• [Objetivo]
Escreva de novo a listagem abaixo, do começo ao fim, sem mudar nenhum caractere.

• [Dados do exercício]
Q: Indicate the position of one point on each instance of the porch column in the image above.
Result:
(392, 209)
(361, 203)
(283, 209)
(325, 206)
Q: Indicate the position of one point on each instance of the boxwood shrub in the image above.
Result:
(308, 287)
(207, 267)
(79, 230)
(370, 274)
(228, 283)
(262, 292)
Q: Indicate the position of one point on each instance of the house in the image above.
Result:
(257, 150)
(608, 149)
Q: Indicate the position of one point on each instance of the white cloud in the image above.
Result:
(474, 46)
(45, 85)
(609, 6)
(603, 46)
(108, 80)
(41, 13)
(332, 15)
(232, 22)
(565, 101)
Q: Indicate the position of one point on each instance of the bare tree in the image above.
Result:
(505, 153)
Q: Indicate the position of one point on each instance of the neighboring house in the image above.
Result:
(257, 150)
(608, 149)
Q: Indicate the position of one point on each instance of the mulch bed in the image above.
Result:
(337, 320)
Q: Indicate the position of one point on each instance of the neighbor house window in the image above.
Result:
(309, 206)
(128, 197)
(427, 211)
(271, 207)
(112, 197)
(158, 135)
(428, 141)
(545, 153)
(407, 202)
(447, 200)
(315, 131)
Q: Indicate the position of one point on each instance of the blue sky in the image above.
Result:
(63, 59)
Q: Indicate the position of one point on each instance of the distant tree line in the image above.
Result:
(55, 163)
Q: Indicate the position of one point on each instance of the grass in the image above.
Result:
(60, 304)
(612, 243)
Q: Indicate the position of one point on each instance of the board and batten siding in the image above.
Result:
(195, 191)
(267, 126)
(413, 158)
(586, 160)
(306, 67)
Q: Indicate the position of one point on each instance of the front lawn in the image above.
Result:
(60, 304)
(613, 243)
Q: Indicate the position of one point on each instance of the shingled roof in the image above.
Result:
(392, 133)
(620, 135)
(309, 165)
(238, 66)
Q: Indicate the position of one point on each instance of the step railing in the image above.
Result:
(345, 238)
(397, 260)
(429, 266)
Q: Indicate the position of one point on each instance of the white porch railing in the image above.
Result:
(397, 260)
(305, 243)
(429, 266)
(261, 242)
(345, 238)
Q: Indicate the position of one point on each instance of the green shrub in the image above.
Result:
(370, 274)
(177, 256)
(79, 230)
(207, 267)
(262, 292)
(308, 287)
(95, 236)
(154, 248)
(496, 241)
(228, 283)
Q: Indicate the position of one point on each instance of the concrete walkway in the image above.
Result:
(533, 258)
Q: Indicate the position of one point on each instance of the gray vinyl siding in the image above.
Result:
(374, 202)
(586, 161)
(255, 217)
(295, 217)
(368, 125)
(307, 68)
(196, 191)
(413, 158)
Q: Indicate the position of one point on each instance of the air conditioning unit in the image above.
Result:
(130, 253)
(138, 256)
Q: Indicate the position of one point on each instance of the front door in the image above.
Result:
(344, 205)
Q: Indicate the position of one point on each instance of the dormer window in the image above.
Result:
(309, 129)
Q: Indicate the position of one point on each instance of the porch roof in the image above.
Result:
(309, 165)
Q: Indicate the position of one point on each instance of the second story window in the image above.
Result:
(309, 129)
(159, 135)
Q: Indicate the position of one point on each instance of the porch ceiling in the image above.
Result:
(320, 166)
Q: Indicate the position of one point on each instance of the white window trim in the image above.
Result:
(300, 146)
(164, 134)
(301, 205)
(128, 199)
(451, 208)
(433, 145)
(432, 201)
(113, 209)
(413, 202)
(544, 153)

• [Saída do exercício]
Q: Indicate the position of one point on each instance of the porch column in the image above.
Result:
(392, 209)
(361, 203)
(283, 209)
(325, 206)
Q: Indicate the position of one point on each instance of the boxwood shrub in the image above.
Result:
(308, 287)
(207, 267)
(79, 230)
(370, 274)
(228, 283)
(262, 292)
Q: Indicate the position of one point on each instance of the house in the image above.
Result:
(257, 150)
(608, 149)
Q: Indicate the position of one point on each instance of the white cloud in the image above.
Result:
(474, 46)
(45, 85)
(609, 6)
(603, 46)
(108, 80)
(41, 13)
(332, 15)
(232, 22)
(565, 101)
Q: Indicate the position of one point on each instance of the bare tree in the image above.
Result:
(505, 153)
Q: Indicate the position of one point on each instance of the neighboring house in the image above.
Result:
(257, 150)
(608, 149)
Q: Indicate the position of one point on each instance of the mulch bed in the image above.
Result:
(337, 320)
Q: Indicate the position of one point on each instance of the neighbor house window in the image above.
Result:
(309, 206)
(128, 197)
(427, 211)
(271, 207)
(112, 197)
(158, 135)
(428, 141)
(545, 153)
(407, 202)
(447, 200)
(315, 131)
Q: Indicate the position of one point on each instance of the blue sky in the image above.
Result:
(63, 59)
Q: Indicate the position of one point on each instance of the distant tree line in the image above.
Result:
(55, 163)
Q: Indicate the position of one point on each instance of the grass in the image above.
Result:
(60, 304)
(612, 243)
Q: Indicate the position of one point on each instance of the board and batten siding in the image above.
Result:
(195, 191)
(267, 126)
(413, 158)
(586, 160)
(306, 67)
Q: Indicate the position of one point on each instance of the front lawn in the image above.
Result:
(60, 304)
(613, 243)
Q: Indicate the position of one point on each instance of the shingled roof in the image above.
Result:
(392, 133)
(620, 135)
(309, 165)
(238, 66)
Q: Indicate the position of one point on each instance of the step railing in the image above.
Result:
(345, 238)
(397, 260)
(429, 266)
Q: Indicate the position of one point on each instance of the white porch railing in the image above.
Result:
(397, 260)
(305, 243)
(429, 266)
(261, 242)
(345, 238)
Q: Indicate the position of one point on each instance of the green shrub in the image above.
Result:
(370, 274)
(177, 256)
(79, 230)
(207, 267)
(262, 292)
(308, 287)
(95, 236)
(154, 248)
(496, 241)
(228, 283)
Q: Indicate the position of one point on each instance of the concrete walkway in the image above.
Result:
(533, 258)
Q: Indicate the position of one point on each instance of the gray vinyl siding in the image above.
Result:
(374, 202)
(586, 161)
(255, 217)
(295, 217)
(368, 125)
(307, 68)
(196, 191)
(413, 158)
Q: Indicate the position of one point on each instance of the air conditioning unit in the image above.
Result:
(130, 253)
(138, 256)
Q: Indicate the position of one point on each instance of the front door in the image above.
Result:
(344, 205)
Q: Indicate the position of one point on each instance of the dormer window in the image above.
Result:
(309, 129)
Q: Indicate the position of one point on each instance of the porch roof in the image above.
Result:
(309, 165)
Q: Indicate the position of one point on each instance of the second story window in the image above.
Result:
(309, 129)
(159, 135)
Q: Indicate the position of one point on each instance of the porch ceiling in the image above.
Result:
(320, 166)
Q: Indicate the position of one point on each instance of the white window trim in the image above.
Result:
(300, 146)
(164, 134)
(301, 205)
(128, 199)
(451, 208)
(433, 145)
(432, 201)
(113, 209)
(413, 202)
(544, 153)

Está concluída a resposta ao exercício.